§ Task: Copy every entry exactly.

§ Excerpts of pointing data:

'''

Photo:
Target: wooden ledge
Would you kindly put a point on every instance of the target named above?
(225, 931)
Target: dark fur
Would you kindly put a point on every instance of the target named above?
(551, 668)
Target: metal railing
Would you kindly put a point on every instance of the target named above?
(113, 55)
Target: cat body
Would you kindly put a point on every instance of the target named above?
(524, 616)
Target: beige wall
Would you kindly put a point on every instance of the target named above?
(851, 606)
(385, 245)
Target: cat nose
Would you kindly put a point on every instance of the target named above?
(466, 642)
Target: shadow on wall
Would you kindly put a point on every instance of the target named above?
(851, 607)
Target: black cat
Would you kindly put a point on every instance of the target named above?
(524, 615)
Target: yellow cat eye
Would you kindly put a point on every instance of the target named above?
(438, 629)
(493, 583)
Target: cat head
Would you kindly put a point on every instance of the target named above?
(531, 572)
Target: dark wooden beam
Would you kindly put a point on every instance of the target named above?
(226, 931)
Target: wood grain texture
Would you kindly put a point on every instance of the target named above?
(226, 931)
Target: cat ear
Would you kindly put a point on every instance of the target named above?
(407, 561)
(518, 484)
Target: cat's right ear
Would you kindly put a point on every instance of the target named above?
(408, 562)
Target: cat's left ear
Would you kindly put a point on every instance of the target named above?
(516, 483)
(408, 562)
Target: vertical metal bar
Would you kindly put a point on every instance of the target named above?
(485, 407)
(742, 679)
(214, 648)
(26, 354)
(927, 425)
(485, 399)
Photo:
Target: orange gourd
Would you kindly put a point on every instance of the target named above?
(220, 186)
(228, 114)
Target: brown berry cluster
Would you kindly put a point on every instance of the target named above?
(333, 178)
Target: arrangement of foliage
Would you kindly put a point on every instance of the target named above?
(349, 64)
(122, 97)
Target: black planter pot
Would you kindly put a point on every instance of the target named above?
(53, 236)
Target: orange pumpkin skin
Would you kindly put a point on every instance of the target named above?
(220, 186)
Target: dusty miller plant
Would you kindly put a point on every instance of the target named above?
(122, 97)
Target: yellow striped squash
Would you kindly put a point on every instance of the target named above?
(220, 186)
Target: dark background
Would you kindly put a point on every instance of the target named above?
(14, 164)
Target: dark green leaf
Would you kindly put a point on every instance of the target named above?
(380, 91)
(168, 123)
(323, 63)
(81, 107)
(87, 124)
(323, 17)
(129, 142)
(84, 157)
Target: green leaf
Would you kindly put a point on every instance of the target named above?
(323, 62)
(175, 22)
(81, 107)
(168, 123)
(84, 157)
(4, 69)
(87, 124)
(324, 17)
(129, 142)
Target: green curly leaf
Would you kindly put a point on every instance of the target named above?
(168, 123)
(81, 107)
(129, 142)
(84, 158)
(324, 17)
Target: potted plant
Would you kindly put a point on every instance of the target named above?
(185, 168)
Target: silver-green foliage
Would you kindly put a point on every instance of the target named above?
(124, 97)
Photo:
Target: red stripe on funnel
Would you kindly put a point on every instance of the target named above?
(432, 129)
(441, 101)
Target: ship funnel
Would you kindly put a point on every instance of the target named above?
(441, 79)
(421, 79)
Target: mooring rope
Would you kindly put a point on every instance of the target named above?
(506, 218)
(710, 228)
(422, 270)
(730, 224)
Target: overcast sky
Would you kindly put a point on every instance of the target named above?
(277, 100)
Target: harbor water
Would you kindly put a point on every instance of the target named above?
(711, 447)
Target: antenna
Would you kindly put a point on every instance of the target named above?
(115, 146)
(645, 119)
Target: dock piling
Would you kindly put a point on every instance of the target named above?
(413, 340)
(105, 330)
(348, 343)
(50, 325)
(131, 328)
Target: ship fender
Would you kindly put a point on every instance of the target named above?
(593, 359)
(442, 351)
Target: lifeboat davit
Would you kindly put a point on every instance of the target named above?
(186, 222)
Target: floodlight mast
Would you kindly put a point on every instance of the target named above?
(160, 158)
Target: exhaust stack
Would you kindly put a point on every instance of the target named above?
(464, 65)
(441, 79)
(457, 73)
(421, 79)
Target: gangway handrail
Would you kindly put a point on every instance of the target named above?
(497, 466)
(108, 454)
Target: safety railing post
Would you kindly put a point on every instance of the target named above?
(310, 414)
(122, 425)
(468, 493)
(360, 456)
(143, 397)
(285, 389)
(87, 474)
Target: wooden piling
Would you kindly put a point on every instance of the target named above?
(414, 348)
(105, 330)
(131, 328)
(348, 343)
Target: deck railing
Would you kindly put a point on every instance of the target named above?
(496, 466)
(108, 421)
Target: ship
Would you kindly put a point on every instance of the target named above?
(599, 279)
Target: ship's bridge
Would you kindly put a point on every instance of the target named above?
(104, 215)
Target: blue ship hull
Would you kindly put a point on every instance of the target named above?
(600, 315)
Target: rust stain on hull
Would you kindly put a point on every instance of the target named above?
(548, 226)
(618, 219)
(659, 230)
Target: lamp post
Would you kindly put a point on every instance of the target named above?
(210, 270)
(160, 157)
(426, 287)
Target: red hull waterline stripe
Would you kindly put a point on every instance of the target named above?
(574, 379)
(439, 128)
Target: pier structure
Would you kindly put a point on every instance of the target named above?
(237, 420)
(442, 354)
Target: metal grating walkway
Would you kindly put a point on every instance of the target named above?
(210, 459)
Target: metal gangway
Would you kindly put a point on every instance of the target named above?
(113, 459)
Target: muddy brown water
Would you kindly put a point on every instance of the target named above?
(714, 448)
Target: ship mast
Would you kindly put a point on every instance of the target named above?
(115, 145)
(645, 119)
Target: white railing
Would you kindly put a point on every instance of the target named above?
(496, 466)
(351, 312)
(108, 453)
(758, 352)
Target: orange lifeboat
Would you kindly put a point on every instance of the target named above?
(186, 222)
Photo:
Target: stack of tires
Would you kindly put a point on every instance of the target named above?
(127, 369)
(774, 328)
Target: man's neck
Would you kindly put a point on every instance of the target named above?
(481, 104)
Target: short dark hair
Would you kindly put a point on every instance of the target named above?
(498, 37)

'''

§ Answer:
Photo:
Target: wooden ledge
Would you kindly put a point on every instance of the target named above?
(225, 931)
Target: dark fur
Would you kindly put a point on every instance of the target named above?
(551, 668)
Target: metal railing
Would you kindly put a point on every instance of the target named above?
(113, 55)
Target: cat body
Would you kindly put a point on every instance of the target named above?
(524, 616)
Target: beige wall
Would you kindly put a point on every instance of the target named above?
(851, 606)
(385, 245)
Target: cat nose
Would you kindly put a point on every instance of the target named above?
(466, 642)
Target: shadow on wall
Would you kindly put a point on every instance of the target named above?
(851, 607)
Target: black cat
Would you kindly put a point on every instance of the target named above?
(524, 615)
Target: yellow cat eye
Would you kindly put a point on every instance of the target named above?
(438, 629)
(493, 583)
Target: cat head
Would you kindly put a point on every instance of the target named above?
(531, 572)
Target: dark wooden beam
Would you kindly put a point on every instance of the target named above?
(226, 931)
Target: wood grain texture
Would you kindly put a point on every instance of the target named above?
(226, 931)
Target: cat ear
Would you kindly put a point on every instance of the target named above?
(407, 561)
(518, 484)
Target: cat's right ear
Would you kindly put a point on every instance of the target named above?
(408, 562)
Target: cat's left ear
Would you kindly put a point on every instance of the target named above?
(516, 483)
(408, 562)
Target: vertical metal bar
Would you kindly put a point on every instance of the target named above?
(485, 407)
(742, 679)
(214, 648)
(26, 354)
(927, 425)
(485, 399)
Photo:
Target: orange gourd
Would you kindly put a point on every instance of the target named above?
(220, 186)
(228, 114)
Target: brown berry cluster
Would you kindly put a point on every instance of the target named above?
(333, 178)
Target: arrangement of foliage
Would you kindly put a point on every instance of the target named above?
(349, 64)
(122, 97)
Target: black planter pot
Would you kindly put a point on every instance of the target named above?
(53, 236)
Target: orange pumpkin skin
Would you kindly put a point on every instance of the target named above?
(220, 186)
Target: dusty miller plant
Would you kindly put a point on every instance of the target named above?
(122, 97)
Target: yellow striped squash
Would you kindly put a point on every instance of the target named above?
(220, 186)
Target: dark background
Would you kindly put a point on every instance of the target named above?
(14, 164)
Target: dark green leaf
Would you kindly put a point on every instance of the target named above?
(380, 91)
(168, 123)
(323, 63)
(81, 107)
(87, 124)
(323, 17)
(129, 142)
(84, 157)
Target: green leaf
Would you kindly put a point on every instance of the target named above?
(323, 62)
(175, 22)
(81, 107)
(168, 123)
(84, 157)
(4, 69)
(87, 124)
(324, 17)
(129, 142)
Target: green curly leaf
Would you kindly put a point on every instance of the target named above?
(168, 123)
(81, 107)
(129, 142)
(84, 158)
(324, 17)
Target: potted plant
Would you kindly put a point on every instance of the target named above?
(185, 168)
Target: silver-green foliage
Would you kindly put a point on every instance of the target named above?
(124, 97)
Photo:
Target: red stripe on funnel
Would you kindly put a point on every instance of the target named above?
(432, 129)
(441, 101)
Target: ship funnel
Would you kindly put a point on every instance of the target named above?
(441, 79)
(421, 79)
Target: mooring rope
Would you kindly put a point on every instance of the target named above?
(506, 218)
(710, 228)
(422, 270)
(730, 224)
Target: overcast sky
Would you kindly put a point on every instance of the target named above?
(277, 100)
Target: harbor water
Would you kindly put a point on every instance of the target named above?
(711, 447)
Target: antenna
Would you kindly put a point on every instance of the target named above?
(115, 146)
(645, 119)
Target: dock piling
Would you kindly put a point on every instance of the target named above?
(413, 340)
(105, 330)
(348, 343)
(50, 325)
(131, 328)
Target: ship fender
Would you kindly put a point on every instance of the target named above?
(593, 359)
(442, 351)
Target: lifeboat davit
Would you kindly put a point on every instance of the target named above?
(186, 222)
Target: floodlight mast
Would you kindly put a point on every instance of the target named above?
(160, 158)
Target: exhaust stack
Would you kindly put a point on every instance of the target named above?
(464, 65)
(441, 79)
(457, 73)
(421, 79)
Target: gangway handrail
Would you kindly put a point on every instance of the target named above?
(497, 466)
(108, 454)
Target: safety railing post
Would you kindly put a point on every instance of the target named above?
(310, 414)
(122, 425)
(468, 493)
(360, 456)
(143, 397)
(285, 389)
(87, 474)
Target: wooden piling
Would you kindly put a point on every instance of the target named above?
(414, 348)
(105, 330)
(131, 328)
(348, 343)
Target: deck railing
Would you kindly put a point on every instance of the target named above?
(496, 466)
(108, 421)
Target: ship
Would you kindly put a point on every instance of the target named above?
(599, 279)
Target: ship's bridge
Would you kindly put a point on every instance of the target named above?
(104, 215)
Target: blue ship hull
Would you kindly put a point on every instance of the target named above?
(600, 315)
Target: rust stain on hull
Would you kindly put a point on every instance of the target named above?
(548, 226)
(618, 219)
(659, 230)
Target: lamp post
Would you kindly put a point on every instance of the target named above?
(210, 270)
(160, 157)
(426, 287)
Target: red hull waterline stripe
Would you kindly put a point on every instance of the target named above?
(574, 379)
(439, 128)
Target: pier structure
Would you kindly put a point on every instance of the target named above?
(237, 420)
(442, 354)
Target: metal grating walkway
Would you kindly put a point on every instance of the target named above?
(210, 459)
Target: metal gangway
Would you kindly put a point on every instance of the target named above?
(113, 459)
Target: muddy brown water
Would you kindly put a point on every instance of the target named above?
(714, 448)
Target: ship mast
Would you kindly put a point on every instance of the target named above?
(115, 145)
(645, 119)
Target: white railing
Would you kindly put a point on every instance of the target named above?
(496, 466)
(351, 312)
(108, 453)
(758, 352)
Target: orange lifeboat
Would you kindly put a point on every instance of the target named above?
(186, 222)
Photo:
Target: stack of tires
Would you kindly put a point on every instance of the target named above?
(127, 369)
(774, 328)
Target: man's neck
Would you kindly put a point on every instance of the target named above?
(481, 104)
Target: short dark hair
Would you kindly put a point on every instance of the target named above?
(498, 37)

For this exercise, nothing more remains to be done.